Pitaya, also known as dragon fruit, is being cultivated for the first time in the northern part of Bangladesh thanks to favourable growing conditions. It usually grows in Southeast Asian as well as Central and South American countries.
Horticulture Centre of the Department of Agriculture Extension is promoting the fruit for commercial farming among farmers in Dinajpur, Thakurgaon, Panchagarh and Nilphamari.
Officials said 15 farmers planted dragon fruit saplings in 2013 and early 2014. Six more farmers followed suit in late 2014 and early 2015. Of them, 14 farmers are from Dinajpur, four from Panchagarh, two from Thakurgaon and one from Nilphamari.
Each farmer has planted 80 saplings on their land alongside other crops.
An orchard of dragon fruits in Rajarampur of Dinajpur. Even though the fruit is widely grown in Southeast Asia, the production of the fruit has recently been introduced in Bangladesh with the northern region taking the lead. Photo: Kongkon Karmaker
Visiting dragon fruit orchards in Dinajpur early this month, this correspondent found the trees planted in 2013 and early 2014 started flowering.

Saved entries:
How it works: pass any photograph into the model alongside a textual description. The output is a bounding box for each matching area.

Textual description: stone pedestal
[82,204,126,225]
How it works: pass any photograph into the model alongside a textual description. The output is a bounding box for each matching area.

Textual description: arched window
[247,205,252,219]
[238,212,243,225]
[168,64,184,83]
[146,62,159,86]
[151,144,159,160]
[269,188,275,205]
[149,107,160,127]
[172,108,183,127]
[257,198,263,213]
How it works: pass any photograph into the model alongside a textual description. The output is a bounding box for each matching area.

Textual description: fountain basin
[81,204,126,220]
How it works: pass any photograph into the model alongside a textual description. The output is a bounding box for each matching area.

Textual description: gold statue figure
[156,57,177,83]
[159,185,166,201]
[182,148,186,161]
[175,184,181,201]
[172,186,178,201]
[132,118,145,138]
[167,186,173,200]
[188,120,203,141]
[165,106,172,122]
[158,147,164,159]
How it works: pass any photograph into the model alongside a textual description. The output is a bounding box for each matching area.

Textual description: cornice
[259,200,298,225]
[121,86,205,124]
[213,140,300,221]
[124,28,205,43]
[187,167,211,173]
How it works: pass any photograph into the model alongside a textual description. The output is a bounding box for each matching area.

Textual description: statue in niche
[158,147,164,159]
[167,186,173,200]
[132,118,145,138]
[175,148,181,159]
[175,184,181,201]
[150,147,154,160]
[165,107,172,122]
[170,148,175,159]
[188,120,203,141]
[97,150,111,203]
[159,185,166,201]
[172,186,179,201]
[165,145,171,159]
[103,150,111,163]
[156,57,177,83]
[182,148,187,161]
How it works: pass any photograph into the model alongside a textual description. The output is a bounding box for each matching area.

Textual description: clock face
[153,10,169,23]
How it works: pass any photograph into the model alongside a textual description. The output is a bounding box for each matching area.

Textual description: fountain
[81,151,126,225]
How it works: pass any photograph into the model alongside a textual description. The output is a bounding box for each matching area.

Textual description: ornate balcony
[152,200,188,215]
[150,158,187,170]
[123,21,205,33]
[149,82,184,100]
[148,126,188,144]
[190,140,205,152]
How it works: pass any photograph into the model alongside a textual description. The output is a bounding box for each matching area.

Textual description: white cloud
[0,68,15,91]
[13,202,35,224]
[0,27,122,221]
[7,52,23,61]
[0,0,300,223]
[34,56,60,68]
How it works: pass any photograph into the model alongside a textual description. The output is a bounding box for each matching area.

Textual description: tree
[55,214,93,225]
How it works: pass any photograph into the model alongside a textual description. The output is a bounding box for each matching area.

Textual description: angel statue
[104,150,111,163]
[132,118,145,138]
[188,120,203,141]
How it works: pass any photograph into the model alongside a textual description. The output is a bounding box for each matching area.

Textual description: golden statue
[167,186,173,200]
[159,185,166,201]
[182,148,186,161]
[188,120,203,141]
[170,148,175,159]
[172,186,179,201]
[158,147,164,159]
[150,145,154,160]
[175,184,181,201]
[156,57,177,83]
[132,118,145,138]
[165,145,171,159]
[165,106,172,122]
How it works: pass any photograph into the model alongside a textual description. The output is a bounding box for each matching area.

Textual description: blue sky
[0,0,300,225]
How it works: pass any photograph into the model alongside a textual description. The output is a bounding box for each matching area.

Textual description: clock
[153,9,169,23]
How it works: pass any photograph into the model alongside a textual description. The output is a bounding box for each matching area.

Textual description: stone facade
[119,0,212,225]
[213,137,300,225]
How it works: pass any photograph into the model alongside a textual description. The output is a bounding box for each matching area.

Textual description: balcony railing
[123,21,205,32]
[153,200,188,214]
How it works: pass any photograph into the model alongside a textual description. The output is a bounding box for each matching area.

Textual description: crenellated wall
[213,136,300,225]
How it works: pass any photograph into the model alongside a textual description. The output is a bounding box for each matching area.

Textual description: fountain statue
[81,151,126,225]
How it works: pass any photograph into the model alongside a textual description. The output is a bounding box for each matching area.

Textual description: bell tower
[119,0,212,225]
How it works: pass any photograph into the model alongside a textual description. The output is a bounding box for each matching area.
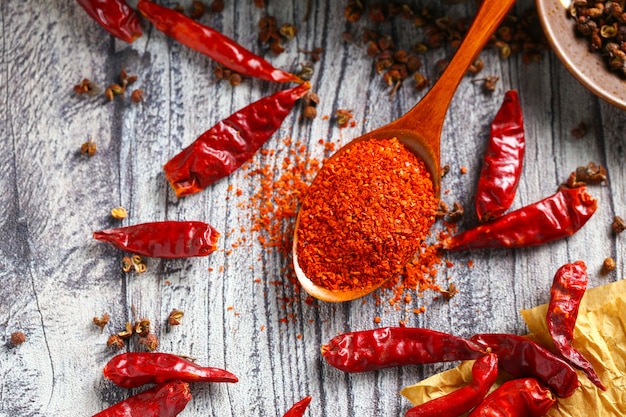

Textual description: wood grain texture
[0,0,626,417]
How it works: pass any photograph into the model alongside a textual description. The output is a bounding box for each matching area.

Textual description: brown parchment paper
[400,280,626,417]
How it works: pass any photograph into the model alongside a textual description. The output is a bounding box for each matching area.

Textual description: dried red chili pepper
[283,396,311,417]
[546,261,606,390]
[103,352,238,388]
[471,334,580,397]
[163,82,311,197]
[77,0,142,43]
[137,0,303,83]
[321,327,485,372]
[475,90,526,222]
[93,221,220,258]
[468,378,556,417]
[443,187,598,250]
[405,353,498,417]
[93,381,191,417]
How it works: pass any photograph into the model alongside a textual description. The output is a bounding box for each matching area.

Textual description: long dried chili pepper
[93,221,220,258]
[93,381,191,417]
[405,353,498,417]
[321,327,485,372]
[468,378,556,417]
[475,90,526,222]
[471,333,580,397]
[443,187,598,250]
[137,0,303,83]
[283,396,312,417]
[103,352,238,388]
[77,0,142,43]
[546,261,606,390]
[163,82,311,197]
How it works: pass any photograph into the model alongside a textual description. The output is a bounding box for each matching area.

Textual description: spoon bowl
[292,0,515,302]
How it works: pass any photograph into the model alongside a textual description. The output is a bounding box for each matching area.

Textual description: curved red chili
[321,327,485,372]
[103,352,238,388]
[443,187,598,250]
[77,0,142,43]
[163,82,311,197]
[283,396,311,417]
[405,353,498,417]
[468,378,556,417]
[93,381,191,417]
[137,0,303,83]
[475,90,526,222]
[546,261,606,390]
[93,221,220,258]
[471,334,580,397]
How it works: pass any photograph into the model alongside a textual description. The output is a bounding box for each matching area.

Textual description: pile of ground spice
[297,138,438,290]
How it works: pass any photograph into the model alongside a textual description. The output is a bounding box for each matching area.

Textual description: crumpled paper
[400,280,626,417]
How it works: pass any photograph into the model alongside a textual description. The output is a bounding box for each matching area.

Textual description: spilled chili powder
[297,138,438,290]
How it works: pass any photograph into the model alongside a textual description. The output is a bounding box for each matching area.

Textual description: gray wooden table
[0,0,626,417]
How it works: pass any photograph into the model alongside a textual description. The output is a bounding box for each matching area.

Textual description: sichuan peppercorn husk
[296,138,438,291]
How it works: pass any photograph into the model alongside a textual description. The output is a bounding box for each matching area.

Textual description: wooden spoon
[293,0,515,302]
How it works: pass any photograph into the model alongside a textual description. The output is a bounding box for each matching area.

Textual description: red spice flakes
[297,138,437,289]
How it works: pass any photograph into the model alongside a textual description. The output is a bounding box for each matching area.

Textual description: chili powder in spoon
[296,138,438,290]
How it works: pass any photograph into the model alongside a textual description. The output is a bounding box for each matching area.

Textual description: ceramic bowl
[536,0,626,110]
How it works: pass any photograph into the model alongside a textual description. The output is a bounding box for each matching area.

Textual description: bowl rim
[536,0,626,110]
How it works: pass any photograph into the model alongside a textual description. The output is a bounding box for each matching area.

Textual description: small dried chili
[546,261,606,390]
[137,0,303,83]
[163,82,311,197]
[93,381,191,417]
[443,187,598,250]
[475,90,526,222]
[321,327,485,372]
[468,378,556,417]
[405,353,498,417]
[77,0,142,43]
[296,138,437,290]
[283,396,311,417]
[471,334,580,397]
[93,221,220,258]
[103,352,238,388]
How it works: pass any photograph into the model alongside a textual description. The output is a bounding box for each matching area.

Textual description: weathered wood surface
[0,0,626,417]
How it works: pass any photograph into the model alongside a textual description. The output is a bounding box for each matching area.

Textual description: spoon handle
[393,0,515,156]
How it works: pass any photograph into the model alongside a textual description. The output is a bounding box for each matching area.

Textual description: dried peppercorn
[93,221,220,258]
[321,327,485,372]
[546,261,606,390]
[137,0,302,83]
[295,138,437,290]
[405,353,498,417]
[471,333,580,397]
[283,396,312,417]
[103,352,238,388]
[443,187,598,250]
[77,0,142,43]
[163,82,311,197]
[93,381,191,417]
[468,378,556,417]
[474,90,526,222]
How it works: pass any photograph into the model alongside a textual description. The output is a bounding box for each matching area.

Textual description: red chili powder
[297,138,438,290]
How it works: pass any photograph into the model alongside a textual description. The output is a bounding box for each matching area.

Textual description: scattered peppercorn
[565,162,608,188]
[602,257,617,274]
[74,78,100,96]
[139,333,159,352]
[107,334,126,350]
[111,206,128,220]
[93,313,109,333]
[611,216,626,234]
[11,331,26,346]
[80,138,97,158]
[167,309,185,326]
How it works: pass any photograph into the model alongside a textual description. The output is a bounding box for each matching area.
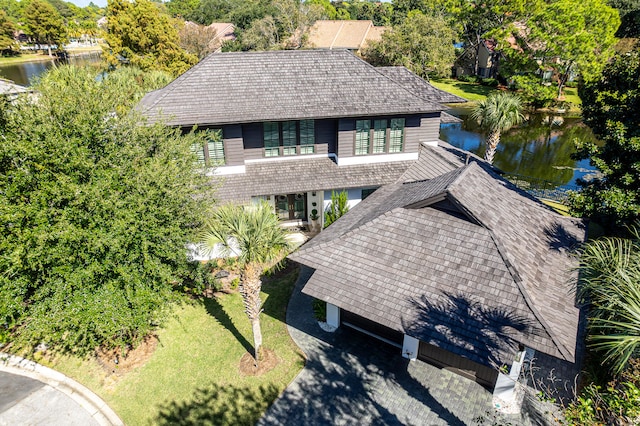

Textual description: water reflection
[440,108,595,186]
[0,52,100,86]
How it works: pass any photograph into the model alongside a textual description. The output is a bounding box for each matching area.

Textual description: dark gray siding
[418,112,440,142]
[337,118,356,158]
[315,120,338,154]
[222,124,244,166]
[242,123,264,160]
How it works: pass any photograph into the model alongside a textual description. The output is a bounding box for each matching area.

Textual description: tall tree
[527,0,620,98]
[0,10,18,54]
[23,0,67,56]
[178,22,222,60]
[471,92,524,164]
[569,48,640,231]
[0,66,211,354]
[104,0,198,75]
[363,11,456,79]
[201,203,290,366]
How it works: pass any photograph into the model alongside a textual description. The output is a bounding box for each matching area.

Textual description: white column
[327,303,340,328]
[402,334,420,361]
[493,348,535,402]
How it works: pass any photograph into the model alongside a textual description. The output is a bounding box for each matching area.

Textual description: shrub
[513,75,556,108]
[312,299,327,321]
[458,75,478,83]
[565,358,640,425]
[184,262,221,294]
[480,78,498,87]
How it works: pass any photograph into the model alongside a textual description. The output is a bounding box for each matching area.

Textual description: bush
[480,78,498,87]
[184,262,221,294]
[312,299,327,322]
[458,75,478,83]
[565,359,640,425]
[513,75,556,108]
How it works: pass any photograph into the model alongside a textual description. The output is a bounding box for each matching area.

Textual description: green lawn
[430,78,496,102]
[35,268,304,425]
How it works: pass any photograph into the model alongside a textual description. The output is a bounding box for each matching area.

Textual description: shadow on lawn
[154,385,279,426]
[202,297,253,353]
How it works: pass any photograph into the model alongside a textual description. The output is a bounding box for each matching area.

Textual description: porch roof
[290,162,585,366]
[213,141,466,203]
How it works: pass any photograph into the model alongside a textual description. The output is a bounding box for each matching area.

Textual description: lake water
[0,52,100,86]
[0,53,595,188]
[440,107,595,189]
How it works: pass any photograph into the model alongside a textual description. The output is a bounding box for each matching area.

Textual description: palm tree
[578,228,640,374]
[200,202,290,366]
[471,92,524,164]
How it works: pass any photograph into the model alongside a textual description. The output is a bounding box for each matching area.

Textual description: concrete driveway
[0,353,123,426]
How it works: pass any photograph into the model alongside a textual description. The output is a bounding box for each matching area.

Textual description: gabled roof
[377,67,468,104]
[291,162,585,365]
[138,50,444,126]
[306,20,386,50]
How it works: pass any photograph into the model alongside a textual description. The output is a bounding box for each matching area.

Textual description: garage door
[418,342,498,390]
[340,311,404,348]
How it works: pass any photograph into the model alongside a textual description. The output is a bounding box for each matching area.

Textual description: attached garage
[418,342,498,390]
[340,311,404,348]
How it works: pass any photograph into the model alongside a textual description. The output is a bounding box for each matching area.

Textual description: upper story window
[191,129,225,166]
[355,118,404,155]
[263,120,315,157]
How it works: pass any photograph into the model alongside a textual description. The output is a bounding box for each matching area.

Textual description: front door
[276,194,307,220]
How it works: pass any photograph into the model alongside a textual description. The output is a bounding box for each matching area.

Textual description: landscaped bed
[31,266,304,425]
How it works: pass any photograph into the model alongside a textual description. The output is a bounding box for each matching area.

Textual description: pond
[0,52,100,86]
[440,107,596,189]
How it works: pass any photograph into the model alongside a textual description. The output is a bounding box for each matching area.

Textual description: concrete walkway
[258,268,493,425]
[0,353,123,426]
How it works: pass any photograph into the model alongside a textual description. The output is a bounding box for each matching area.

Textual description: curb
[0,352,124,426]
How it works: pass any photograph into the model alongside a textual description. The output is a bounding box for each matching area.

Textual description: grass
[0,45,102,66]
[33,262,304,425]
[430,78,496,102]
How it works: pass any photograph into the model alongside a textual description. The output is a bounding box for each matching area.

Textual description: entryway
[275,193,307,220]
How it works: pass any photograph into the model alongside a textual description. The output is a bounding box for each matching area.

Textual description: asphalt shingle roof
[138,50,444,126]
[291,162,585,365]
[214,157,413,203]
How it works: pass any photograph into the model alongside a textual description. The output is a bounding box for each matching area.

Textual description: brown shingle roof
[138,50,444,126]
[291,163,585,365]
[215,157,413,203]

Requirements:
A. In the dragon fruit article, how many saplings has each farmer planted?
B. Repeat the stretch of the dragon fruit article from "Horticulture Centre of" through "Panchagarh and Nilphamari.".

Exercise results:
A. Each farmer has planted 80 saplings.

B.
Horticulture Centre of the Department of Agriculture Extension is promoting the fruit for commercial farming among farmers in Dinajpur, Thakurgaon, Panchagarh and Nilphamari.